■ Data items
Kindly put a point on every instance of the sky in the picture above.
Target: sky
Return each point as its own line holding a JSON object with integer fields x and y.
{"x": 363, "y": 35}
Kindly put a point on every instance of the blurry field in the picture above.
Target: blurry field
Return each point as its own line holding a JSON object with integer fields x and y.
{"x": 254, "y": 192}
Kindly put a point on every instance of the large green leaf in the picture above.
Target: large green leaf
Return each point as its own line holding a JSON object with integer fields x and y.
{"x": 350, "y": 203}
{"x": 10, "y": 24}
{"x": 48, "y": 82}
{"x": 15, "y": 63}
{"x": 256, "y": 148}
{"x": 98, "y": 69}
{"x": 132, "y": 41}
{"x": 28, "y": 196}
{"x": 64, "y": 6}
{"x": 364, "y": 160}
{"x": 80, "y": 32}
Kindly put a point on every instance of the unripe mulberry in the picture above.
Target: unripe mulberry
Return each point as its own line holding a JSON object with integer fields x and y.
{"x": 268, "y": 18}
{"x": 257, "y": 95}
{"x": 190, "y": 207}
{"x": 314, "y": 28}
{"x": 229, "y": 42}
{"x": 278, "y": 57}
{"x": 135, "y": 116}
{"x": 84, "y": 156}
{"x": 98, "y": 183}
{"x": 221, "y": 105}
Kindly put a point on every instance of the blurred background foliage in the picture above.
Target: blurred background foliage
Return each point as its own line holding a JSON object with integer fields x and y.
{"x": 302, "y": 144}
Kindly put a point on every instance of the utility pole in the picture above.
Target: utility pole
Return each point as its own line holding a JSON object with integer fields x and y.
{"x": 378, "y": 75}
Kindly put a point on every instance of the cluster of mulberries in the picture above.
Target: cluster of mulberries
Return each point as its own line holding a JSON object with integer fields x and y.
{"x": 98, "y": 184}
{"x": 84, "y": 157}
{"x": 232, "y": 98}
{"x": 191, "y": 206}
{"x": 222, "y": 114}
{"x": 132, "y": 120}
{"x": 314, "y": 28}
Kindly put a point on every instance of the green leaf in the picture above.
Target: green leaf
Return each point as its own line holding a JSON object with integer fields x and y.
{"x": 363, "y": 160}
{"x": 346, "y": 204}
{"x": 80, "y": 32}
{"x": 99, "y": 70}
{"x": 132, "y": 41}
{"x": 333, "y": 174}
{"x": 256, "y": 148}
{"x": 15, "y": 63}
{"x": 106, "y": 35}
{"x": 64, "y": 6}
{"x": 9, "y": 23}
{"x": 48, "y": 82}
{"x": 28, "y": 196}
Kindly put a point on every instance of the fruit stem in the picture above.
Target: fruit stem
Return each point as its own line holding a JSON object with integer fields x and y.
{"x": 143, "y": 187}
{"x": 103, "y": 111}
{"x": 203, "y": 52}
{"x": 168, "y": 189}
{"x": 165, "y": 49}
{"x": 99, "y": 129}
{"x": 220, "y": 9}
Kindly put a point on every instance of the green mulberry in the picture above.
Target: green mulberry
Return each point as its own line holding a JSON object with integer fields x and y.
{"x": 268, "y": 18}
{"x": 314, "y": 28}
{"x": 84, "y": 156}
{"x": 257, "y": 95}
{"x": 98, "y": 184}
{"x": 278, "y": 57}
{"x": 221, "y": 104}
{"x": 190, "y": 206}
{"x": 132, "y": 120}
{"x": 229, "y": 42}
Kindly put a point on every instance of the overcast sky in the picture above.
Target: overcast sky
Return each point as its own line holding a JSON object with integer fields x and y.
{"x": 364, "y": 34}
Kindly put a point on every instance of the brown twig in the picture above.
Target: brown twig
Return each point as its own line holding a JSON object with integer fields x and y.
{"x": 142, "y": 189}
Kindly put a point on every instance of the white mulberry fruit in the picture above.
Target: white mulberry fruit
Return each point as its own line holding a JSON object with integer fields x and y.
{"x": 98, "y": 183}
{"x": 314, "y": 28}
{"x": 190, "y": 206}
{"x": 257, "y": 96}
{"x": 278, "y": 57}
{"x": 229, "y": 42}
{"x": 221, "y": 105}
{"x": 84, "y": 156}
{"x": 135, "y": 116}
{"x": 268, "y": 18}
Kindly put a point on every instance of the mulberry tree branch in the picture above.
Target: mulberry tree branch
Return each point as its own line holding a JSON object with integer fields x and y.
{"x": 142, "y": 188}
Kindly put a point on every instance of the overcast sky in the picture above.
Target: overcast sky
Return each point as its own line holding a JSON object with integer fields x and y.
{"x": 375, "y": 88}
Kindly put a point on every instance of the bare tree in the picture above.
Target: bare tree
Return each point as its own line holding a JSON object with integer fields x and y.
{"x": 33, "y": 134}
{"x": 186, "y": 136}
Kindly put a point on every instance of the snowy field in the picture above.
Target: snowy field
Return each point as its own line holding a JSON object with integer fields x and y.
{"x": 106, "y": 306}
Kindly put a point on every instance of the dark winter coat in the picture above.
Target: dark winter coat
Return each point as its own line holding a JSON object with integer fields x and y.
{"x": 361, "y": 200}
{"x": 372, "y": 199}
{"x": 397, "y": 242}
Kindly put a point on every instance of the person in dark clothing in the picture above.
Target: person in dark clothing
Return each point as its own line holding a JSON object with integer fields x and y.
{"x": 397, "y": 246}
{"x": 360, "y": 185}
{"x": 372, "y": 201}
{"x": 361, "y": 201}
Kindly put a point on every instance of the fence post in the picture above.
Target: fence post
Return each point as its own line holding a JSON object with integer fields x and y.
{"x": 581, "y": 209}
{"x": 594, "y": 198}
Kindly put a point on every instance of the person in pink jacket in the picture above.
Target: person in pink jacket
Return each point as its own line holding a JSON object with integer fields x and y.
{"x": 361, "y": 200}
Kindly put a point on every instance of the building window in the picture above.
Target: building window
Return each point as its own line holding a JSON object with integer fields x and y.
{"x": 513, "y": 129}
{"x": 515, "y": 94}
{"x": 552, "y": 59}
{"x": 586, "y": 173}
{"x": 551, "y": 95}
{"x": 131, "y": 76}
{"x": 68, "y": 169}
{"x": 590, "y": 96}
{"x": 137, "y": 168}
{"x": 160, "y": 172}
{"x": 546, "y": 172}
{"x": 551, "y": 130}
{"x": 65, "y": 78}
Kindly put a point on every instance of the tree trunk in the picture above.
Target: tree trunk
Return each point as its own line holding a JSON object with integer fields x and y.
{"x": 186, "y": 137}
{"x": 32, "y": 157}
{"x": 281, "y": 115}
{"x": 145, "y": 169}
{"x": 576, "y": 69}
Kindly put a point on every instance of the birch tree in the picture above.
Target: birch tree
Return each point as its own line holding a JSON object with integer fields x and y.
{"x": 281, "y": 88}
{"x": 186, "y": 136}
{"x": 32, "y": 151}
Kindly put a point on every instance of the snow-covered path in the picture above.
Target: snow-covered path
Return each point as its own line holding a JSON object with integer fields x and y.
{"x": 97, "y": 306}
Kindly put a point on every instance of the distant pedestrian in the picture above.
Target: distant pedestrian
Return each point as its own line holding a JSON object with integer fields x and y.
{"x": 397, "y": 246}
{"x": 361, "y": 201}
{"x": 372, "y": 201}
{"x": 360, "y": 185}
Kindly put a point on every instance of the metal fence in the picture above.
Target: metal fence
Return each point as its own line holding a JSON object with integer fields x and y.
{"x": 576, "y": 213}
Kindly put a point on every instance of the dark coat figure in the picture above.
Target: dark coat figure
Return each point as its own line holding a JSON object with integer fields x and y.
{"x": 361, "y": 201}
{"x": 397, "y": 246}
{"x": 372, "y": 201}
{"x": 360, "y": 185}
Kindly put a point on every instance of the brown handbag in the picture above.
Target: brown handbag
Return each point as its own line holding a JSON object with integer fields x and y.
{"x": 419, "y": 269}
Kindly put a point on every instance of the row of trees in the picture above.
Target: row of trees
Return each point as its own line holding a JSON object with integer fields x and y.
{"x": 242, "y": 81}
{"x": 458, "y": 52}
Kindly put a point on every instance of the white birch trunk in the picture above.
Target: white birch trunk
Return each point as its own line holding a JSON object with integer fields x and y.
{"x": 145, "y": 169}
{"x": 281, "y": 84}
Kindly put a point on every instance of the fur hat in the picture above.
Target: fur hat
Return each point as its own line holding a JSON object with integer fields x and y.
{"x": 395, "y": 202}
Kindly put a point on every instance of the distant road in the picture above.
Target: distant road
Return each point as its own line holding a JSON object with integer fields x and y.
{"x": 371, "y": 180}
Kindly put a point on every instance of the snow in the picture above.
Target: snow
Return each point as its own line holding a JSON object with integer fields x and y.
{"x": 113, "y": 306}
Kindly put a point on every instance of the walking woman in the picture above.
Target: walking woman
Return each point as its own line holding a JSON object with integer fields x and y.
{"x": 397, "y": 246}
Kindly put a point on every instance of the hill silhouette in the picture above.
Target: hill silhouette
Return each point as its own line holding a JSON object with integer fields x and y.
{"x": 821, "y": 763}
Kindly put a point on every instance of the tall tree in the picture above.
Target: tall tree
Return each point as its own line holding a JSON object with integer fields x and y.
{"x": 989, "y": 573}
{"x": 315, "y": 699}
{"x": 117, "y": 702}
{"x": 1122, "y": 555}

■ WORK TO BE COMPLETED
Lines from the first one above through the line containing "Target: blurred background foliage" are to be retyped exactly, both included, and nothing more.

■ WRITTEN SOLUTION
Kindly put a point on every instance of the sky in the picture above.
Target: sky
Return each point as its own line holding a JSON object with integer fields x and y.
{"x": 363, "y": 35}
Kindly put a point on every instance of the blurry field in the picture above.
Target: blurry field
Return each point as its own line holding a JSON object with integer fields x and y.
{"x": 254, "y": 192}
Kindly put a point on every instance of the large green leaf in the picture above.
Target: large green leaf
Return each point as its own line holding a JSON object with integer fields x and y.
{"x": 350, "y": 203}
{"x": 10, "y": 24}
{"x": 48, "y": 82}
{"x": 15, "y": 63}
{"x": 256, "y": 148}
{"x": 98, "y": 69}
{"x": 132, "y": 41}
{"x": 28, "y": 196}
{"x": 64, "y": 6}
{"x": 364, "y": 160}
{"x": 80, "y": 32}
Kindly put a point on every instance of the unripe mulberry in the picture above.
Target: unripe mulberry
Return each point as its own line holding a JSON object with integer fields x and y.
{"x": 268, "y": 18}
{"x": 257, "y": 95}
{"x": 190, "y": 207}
{"x": 314, "y": 28}
{"x": 229, "y": 42}
{"x": 278, "y": 57}
{"x": 135, "y": 116}
{"x": 84, "y": 156}
{"x": 98, "y": 183}
{"x": 221, "y": 105}
Kindly put a point on every instance of the blurred background foliage in the picture above.
Target: blurred background foliage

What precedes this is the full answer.